*EXERCISE*: Copy each of the rows below without changing a single character.

** Start RECORDS FOR THE TASK **

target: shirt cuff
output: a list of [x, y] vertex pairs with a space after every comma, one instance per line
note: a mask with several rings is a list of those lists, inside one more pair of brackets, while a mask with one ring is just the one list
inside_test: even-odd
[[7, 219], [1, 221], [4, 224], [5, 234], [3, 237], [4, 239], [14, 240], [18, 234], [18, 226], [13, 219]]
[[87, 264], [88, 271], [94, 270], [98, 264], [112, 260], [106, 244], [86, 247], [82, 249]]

** End RECORDS FOR THE TASK **

*EXERCISE RESULT*:
target: shirt cuff
output: a list of [x, y] vertex pairs with a space after every comma, one instance per line
note: a mask with several rings is a list of those lists, inside one more pair of brackets, while a mask with one ring is just the one list
inside_test: even-odd
[[7, 219], [1, 221], [4, 224], [5, 234], [3, 237], [4, 239], [14, 240], [18, 234], [18, 226], [13, 219]]
[[87, 264], [88, 271], [94, 270], [98, 264], [112, 260], [106, 244], [86, 247], [82, 249]]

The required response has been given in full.